DO THIS - Rewrite every line from the one containing "of the person's" through the final line, requests included, and multiply each point coordinate in the answers by 2.55, rounding to whole numbers with halves rounded up. Leave out all lines before that starting line.

MATERIAL SHOWN -
:::::
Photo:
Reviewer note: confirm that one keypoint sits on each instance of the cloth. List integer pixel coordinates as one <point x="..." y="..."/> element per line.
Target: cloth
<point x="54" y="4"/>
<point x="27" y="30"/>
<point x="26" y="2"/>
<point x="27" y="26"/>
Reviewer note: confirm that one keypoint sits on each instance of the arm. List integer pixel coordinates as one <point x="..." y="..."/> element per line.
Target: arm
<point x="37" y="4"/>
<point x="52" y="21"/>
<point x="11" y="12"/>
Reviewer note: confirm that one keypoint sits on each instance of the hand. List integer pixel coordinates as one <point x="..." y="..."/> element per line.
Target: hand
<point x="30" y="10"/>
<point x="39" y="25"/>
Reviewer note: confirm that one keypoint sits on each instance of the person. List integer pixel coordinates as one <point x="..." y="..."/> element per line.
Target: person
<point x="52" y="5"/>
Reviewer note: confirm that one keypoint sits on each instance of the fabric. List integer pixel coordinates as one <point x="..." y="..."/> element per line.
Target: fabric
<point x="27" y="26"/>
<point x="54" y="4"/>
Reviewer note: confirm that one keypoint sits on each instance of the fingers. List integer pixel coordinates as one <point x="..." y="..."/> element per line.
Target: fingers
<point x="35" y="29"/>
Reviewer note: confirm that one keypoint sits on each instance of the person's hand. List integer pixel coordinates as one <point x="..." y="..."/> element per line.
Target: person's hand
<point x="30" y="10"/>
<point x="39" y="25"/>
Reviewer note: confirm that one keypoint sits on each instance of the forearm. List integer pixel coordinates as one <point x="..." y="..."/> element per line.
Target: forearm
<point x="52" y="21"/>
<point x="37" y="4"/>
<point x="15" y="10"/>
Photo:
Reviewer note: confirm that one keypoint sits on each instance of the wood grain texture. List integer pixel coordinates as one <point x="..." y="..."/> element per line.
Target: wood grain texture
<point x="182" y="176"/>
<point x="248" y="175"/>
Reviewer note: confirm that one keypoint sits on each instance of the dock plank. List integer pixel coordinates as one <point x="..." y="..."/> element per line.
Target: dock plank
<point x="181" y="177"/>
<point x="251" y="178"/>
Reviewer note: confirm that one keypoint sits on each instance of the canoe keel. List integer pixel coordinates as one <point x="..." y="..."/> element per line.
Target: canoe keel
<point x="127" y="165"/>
:::::
WRITTEN RESPONSE -
Reviewer note: confirm that one keypoint sits on each instance of the person's hand. List integer pixel coordinates as one <point x="..." y="..."/> element per line.
Target: person's hand
<point x="77" y="26"/>
<point x="99" y="64"/>
Reviewer note: confirm that one keypoint sits on each instance of the forearm. List integer pixel coordinates as one <point x="..." y="..."/> element per line.
Target: forearm
<point x="133" y="54"/>
<point x="94" y="10"/>
<point x="38" y="26"/>
Photo:
Reviewer note: confirm that one keypoint sits on each instance of the wood grain texture. List integer pixel coordinates as one <point x="..." y="..."/> element per line.
Target: wood grain texture
<point x="464" y="449"/>
<point x="632" y="446"/>
Reviewer note: confirm that one keypoint sits on each instance of the dock plank. List integer pixel coordinates as one <point x="..." y="..."/> element per line.
Target: dock plank
<point x="462" y="451"/>
<point x="640" y="454"/>
Reviewer note: confirm that one keypoint sits on each instance of the canoe keel. List integer pixel coordinates as one <point x="..." y="..."/> element per line.
Target: canoe keel
<point x="324" y="421"/>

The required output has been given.